# Objective
Print the part of the material that opens with its first line and closes with the line containing "column 691, row 481", including both of those lines, reproducing every line verbatim.

Dataset items

----

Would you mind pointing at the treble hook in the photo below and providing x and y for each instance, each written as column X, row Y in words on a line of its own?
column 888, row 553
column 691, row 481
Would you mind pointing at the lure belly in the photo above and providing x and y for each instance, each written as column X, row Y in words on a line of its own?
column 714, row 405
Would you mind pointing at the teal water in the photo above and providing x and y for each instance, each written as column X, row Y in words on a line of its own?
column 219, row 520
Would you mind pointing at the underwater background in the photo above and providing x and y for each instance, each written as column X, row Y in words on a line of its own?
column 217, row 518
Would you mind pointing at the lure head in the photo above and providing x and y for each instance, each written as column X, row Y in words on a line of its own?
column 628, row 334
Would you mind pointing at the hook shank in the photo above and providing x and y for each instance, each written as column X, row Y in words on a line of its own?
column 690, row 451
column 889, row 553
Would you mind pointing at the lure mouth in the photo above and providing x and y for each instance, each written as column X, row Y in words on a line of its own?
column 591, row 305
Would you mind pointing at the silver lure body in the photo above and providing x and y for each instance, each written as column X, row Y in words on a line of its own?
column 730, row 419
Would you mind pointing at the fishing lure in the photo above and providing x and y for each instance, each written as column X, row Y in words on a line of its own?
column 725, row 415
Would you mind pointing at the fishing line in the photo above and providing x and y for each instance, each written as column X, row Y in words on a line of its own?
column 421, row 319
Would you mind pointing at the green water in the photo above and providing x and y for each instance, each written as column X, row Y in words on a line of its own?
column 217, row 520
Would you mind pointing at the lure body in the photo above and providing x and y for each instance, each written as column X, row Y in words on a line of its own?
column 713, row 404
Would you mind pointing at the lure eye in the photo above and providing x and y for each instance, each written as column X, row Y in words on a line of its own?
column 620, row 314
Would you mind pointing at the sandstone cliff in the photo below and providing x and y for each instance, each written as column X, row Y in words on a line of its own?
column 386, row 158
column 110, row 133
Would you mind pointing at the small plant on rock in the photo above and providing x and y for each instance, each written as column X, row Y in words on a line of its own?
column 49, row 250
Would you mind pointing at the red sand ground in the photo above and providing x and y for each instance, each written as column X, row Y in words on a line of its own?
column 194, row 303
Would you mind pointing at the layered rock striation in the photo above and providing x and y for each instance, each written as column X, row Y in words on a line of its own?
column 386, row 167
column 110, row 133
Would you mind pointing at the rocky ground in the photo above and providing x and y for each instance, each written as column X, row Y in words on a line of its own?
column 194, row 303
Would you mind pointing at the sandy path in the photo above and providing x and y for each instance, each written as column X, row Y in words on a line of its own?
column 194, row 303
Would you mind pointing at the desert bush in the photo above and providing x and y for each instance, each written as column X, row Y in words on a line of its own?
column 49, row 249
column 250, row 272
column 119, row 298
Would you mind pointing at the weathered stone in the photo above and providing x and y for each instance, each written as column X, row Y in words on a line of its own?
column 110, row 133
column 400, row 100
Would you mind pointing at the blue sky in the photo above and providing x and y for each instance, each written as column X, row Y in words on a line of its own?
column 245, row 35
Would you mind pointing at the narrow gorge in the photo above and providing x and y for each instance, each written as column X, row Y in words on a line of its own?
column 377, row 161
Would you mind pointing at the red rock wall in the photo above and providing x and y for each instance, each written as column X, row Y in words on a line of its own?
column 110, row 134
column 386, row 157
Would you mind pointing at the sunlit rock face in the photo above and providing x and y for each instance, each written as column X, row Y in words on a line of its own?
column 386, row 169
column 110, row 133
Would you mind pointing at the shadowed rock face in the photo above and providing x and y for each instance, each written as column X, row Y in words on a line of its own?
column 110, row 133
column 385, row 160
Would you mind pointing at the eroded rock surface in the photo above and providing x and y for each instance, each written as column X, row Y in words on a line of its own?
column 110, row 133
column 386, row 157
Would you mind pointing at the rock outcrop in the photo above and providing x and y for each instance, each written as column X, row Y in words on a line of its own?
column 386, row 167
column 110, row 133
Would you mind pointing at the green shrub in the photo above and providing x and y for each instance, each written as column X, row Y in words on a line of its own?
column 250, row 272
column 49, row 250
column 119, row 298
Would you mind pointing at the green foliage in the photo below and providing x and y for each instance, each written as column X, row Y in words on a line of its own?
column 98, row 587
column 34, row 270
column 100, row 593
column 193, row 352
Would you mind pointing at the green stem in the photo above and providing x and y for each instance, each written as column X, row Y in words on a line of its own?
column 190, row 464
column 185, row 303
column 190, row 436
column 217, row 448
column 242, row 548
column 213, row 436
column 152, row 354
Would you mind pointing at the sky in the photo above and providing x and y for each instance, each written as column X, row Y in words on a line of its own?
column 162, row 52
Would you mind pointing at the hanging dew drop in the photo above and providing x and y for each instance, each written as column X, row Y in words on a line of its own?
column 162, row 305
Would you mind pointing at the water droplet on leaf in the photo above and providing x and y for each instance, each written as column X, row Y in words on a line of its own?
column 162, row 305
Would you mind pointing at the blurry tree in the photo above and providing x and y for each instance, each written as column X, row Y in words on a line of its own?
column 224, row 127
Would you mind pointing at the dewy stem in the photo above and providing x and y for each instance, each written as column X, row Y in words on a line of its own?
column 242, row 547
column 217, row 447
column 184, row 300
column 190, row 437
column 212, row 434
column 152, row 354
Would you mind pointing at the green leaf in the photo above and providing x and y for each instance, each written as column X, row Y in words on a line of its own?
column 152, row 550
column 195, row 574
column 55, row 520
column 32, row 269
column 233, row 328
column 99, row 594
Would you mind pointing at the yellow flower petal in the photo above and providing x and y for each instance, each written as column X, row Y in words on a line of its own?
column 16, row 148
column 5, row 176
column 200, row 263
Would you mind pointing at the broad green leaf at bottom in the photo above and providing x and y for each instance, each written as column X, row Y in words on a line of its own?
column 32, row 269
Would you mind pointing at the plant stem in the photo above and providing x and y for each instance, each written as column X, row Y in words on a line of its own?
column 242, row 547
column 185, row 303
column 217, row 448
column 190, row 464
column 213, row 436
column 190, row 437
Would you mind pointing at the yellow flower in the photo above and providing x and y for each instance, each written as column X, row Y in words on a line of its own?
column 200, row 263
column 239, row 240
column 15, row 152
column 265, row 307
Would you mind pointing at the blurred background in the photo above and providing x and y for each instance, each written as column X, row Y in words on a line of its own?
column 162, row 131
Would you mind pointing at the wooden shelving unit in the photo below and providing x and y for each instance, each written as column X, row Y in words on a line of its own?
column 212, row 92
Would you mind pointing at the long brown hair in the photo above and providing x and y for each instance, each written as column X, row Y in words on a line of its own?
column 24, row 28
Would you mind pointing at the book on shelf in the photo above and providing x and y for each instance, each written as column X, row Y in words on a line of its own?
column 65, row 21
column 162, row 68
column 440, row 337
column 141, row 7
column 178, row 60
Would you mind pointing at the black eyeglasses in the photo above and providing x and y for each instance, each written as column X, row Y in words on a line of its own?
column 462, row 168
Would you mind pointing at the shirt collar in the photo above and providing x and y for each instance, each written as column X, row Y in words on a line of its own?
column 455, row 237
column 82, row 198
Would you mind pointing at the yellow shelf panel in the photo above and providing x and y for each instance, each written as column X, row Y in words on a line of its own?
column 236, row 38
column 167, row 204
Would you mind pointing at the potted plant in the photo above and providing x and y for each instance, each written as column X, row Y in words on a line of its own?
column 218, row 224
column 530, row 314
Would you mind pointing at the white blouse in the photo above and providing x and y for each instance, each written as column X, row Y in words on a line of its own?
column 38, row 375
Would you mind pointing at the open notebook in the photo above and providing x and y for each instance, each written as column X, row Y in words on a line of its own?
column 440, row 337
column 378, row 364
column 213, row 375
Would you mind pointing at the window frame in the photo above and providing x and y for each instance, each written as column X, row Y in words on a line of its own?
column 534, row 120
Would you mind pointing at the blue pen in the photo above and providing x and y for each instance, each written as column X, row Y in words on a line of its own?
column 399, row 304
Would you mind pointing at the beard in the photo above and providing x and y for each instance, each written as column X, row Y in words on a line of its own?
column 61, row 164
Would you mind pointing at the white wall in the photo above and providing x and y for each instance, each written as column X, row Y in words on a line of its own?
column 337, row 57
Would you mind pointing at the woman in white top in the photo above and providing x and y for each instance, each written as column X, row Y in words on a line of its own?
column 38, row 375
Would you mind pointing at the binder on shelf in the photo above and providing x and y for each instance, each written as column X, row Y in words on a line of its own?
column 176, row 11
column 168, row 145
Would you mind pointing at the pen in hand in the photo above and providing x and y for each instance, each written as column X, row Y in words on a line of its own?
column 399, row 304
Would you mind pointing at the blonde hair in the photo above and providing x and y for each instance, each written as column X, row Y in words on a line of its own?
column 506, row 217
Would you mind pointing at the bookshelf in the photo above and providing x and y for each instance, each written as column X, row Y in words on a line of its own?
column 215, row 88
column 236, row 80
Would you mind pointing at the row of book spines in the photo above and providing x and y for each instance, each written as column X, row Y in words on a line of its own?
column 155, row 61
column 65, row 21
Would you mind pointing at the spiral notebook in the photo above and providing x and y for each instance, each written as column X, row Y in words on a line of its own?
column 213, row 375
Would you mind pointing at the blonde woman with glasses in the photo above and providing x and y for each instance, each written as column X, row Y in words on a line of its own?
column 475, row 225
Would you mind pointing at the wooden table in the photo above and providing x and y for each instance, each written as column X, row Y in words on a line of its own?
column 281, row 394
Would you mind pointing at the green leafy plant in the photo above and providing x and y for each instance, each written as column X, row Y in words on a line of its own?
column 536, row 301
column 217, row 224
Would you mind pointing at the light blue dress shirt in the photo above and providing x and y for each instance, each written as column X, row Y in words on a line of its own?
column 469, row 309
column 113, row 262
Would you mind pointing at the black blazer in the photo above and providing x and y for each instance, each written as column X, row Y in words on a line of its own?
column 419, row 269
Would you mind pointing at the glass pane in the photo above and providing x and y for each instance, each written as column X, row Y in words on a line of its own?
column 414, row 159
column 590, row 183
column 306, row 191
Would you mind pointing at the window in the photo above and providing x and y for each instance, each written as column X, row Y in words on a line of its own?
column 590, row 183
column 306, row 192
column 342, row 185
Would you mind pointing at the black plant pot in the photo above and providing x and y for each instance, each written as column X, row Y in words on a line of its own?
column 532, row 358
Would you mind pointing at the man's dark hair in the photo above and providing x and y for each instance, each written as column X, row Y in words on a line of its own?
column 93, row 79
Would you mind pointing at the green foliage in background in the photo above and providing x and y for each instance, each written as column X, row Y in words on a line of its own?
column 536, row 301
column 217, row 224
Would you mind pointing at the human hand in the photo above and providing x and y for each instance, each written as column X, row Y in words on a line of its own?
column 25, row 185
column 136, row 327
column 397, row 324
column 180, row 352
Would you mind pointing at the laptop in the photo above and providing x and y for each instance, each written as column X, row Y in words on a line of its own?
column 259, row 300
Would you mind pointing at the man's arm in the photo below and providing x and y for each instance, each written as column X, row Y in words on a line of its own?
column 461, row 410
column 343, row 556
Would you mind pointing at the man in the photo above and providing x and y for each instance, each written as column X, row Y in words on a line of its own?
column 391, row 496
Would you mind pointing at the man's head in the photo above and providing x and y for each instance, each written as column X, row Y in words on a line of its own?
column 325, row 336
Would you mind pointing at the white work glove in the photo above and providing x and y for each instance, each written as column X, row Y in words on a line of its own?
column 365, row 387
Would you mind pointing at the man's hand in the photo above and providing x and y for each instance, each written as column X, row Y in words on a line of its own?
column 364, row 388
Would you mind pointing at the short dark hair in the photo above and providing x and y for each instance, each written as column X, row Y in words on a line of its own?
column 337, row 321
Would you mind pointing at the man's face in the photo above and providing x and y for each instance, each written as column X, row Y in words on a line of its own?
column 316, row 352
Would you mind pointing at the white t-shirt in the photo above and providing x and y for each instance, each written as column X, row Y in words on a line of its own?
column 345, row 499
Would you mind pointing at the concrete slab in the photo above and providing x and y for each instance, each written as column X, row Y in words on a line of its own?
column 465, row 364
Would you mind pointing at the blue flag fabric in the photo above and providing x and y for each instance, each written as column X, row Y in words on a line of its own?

----

# Expected output
Would you mind pointing at the treble hook in the photo below and providing x and y for each instance, each written as column X, row Y in words on a line of its own?
column 888, row 553
column 691, row 481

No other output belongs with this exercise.